• _Tarefa 1_
Liste todas as frases interrogativas, terminadas em ponto de interrogação, que aparecem no relato sobre exaustão.
• _Tarefa 2_
No relato sobre exaustão, quantos anos a pessoa que escreve diz ter?
• _Tarefa 3_
Por favor, prossiga com o relato sobre exaustão a partir da última frase.

Nessa pandemia, recebi tantas ligações e mensagens de pessoas em desespero. Mas elas não sabiam que eu também estava desesperada e precisando de ajuda. Olha que merda!
Eu preciso de ajuda o tempo todo. Por isso, na minha rede de afetos, sempre grito por socorro. Mas isso não passa na cabeça de outras pessoas nas redes sociais, só da minha rede de afetos mesmo.
Um dia desses postei no Instagram sobre pausar e o quanto eu estava tentando pausar, porque estava exausta. Em seguida, recebi um questionamento: “Pausar?” Que luxo! Quando mulheres pretas terão o direito de pausar?”
Eu não tive outra resposta a não ser dizer que “quando a gente reconhece que não só a dor nos une. E a partir disso, buscamos tentar responder quem cuida de quem cuida? Como não conseguimos respostas, entendemos que preto bom, é preto vivo. E se pausar, nem que seja por um dia me deixa viva, irei pausar”.
Escrevi essa resposta chorando, porque estou exausta inclusive de responder algo como isso.
Eu tenho 25 anos, e quem veio antes de mim, lutou e está lutando para que tenhamos uma coisa chamada humanidade. Mas qualquer tentativa de humanidade, questionamentos como esses vão aparecer. Então, resolvi dizer adeus, mesmo não aprendendo a dizer adeus.

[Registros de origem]
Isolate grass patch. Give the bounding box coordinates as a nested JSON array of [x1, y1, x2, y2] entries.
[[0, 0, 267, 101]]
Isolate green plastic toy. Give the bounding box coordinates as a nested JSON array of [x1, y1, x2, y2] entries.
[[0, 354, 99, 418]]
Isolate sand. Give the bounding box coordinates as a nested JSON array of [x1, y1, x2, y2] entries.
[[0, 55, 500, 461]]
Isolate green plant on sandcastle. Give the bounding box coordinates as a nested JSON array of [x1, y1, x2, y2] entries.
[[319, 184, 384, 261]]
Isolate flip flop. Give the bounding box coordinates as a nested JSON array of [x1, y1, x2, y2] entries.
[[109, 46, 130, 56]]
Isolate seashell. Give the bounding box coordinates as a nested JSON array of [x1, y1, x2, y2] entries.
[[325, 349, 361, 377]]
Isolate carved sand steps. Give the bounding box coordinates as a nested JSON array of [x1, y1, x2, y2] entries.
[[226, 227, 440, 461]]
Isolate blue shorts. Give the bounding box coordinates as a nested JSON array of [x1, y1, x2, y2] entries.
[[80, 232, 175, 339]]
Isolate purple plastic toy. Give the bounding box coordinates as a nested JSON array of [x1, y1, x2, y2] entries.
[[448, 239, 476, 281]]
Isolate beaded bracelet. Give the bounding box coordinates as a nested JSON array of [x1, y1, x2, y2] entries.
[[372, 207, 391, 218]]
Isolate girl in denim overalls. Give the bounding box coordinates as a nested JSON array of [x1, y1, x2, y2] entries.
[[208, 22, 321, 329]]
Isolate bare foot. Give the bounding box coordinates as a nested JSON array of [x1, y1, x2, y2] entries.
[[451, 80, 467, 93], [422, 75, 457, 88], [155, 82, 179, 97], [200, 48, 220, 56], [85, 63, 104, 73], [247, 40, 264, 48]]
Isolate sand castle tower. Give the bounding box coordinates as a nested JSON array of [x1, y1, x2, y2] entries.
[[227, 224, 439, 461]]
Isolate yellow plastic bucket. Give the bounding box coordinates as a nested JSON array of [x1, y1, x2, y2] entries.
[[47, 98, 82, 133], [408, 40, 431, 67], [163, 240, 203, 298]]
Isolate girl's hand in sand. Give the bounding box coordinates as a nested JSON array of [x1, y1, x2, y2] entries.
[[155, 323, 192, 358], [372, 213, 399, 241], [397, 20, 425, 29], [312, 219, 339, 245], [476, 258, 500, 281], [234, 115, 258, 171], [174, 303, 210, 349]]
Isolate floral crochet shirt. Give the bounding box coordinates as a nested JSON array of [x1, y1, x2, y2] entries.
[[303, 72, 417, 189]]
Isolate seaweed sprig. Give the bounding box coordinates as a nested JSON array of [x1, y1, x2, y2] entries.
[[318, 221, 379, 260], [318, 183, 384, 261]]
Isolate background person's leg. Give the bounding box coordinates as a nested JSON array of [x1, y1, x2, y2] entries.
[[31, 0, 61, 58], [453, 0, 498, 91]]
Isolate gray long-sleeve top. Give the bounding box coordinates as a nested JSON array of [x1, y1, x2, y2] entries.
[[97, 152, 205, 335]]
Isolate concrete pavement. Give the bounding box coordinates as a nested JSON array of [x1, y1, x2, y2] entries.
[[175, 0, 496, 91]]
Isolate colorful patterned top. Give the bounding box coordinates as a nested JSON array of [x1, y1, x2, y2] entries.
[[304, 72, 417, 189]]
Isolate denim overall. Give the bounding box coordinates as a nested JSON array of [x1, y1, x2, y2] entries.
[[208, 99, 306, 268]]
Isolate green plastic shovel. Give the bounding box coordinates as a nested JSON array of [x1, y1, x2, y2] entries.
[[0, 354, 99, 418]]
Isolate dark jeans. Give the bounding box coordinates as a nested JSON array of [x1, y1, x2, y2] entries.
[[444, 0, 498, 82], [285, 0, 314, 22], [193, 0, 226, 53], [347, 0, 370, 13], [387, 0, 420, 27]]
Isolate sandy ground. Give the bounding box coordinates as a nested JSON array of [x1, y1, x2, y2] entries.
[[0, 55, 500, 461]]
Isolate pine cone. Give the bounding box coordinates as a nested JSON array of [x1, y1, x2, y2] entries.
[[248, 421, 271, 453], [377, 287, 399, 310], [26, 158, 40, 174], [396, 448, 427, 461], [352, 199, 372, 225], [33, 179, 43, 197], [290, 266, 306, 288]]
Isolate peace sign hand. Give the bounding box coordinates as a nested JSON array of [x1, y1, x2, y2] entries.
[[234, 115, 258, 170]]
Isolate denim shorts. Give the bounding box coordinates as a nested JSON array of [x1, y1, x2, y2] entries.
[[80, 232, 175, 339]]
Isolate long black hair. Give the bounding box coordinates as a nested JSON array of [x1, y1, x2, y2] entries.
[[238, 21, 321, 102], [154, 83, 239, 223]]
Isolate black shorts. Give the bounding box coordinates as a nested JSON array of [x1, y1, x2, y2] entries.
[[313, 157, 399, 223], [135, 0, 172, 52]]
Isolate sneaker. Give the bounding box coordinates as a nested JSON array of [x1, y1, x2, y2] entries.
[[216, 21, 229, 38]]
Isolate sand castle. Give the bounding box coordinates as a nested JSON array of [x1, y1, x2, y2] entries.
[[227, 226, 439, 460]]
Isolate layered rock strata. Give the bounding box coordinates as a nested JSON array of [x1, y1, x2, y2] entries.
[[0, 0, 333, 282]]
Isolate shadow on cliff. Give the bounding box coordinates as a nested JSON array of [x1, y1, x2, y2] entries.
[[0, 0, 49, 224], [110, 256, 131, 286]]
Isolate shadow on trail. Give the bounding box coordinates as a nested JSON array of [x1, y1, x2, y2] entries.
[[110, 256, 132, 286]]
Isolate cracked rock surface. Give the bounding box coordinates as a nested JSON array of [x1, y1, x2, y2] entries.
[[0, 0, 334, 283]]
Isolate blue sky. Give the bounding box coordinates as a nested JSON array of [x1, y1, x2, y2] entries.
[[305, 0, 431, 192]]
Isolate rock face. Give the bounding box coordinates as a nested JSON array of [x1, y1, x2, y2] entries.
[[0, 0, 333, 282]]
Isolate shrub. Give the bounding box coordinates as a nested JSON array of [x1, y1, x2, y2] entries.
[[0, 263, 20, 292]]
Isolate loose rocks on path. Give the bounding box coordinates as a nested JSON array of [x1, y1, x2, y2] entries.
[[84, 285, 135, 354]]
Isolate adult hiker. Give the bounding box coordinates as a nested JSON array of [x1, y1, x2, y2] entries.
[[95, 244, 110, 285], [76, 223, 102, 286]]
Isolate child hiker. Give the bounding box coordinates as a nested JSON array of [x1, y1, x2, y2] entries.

• _Resposta 1_
- "Pausar?"
- "Quando mulheres pretas terão o direito de pausar?"
- "E a partir disso, buscamos tentar responder quem cuida de quem cuida?"

• _Resposta 2_
25 anos.

• _Resposta 3_
Vi também um comentário bem interessante em um desses posts perversos sobre pessoas pretas:
“Na verdade a galera queria que ela fosse ou empregada doméstica ou gari.”
Fiquei muito reflexiva com esse comentário.
As mesmas pessoas que fazem textos, comentários e falas falando que pretos precisam estar em lugares de liderança, vitórias etc, são as mesmas que atacam as que estão nesse lugar. Foi aí que cheguei na hipótese que se esse preto, não for você, nenhum outro pode. Por isso os ataques.
Eu não falei o final do episódio de Black Mirror né? Então, as pessoas que utilizaram a hashtag morrem também. Morrem literalmente. Mas nesse nosso mundo “real”, as pessoas estão morrendo simbolicamente e por dentro. Estão adoecidas e não percebem. Por não perceberam, não pedem ajuda e adoecem outras pessoas.
Para todas as pessoas que me odeiam, para todas pessoas que odeiam pessoas pretas, para todas pessoas que odeiam mulheres pretas, adeus!
Eu não vou desistir da minha vida, eu estou desistindo de vocês!
Eu não posso deixar isso paralisar minha atuação no mundo, pelo simples fato de você não concordar e desejar que eu não exista.
Eu sei que é difícil não conseguir alcançar, criar, fazer um tanto de coisa. Mas não projete frustrações em outras pessoas que não poderá fazer nada por você, a não ser desistir de você.
Eu sinto muito, por isso, mas pessoas pretas, mulheres pretas, homens pretos, não são seus inimigos. Não é possível que você não consiga comemorar vitórias que não são suas. Isso não é sobre a pessoa que você odeia, é sobre você.
Suas mãos só não estão sujas de sangue, porque você não sabe quantas pessoas desistiram e você foi responsável por isso. Então quando não sabe, a consciência não pesa né?!
E se você, assim como eu, pensou em desistir de tudo, lembre-se que você é importante para alguém. Nem que seja para uma única pessoa. Você importa! Você é importante viva!
Vamos continuar vivas!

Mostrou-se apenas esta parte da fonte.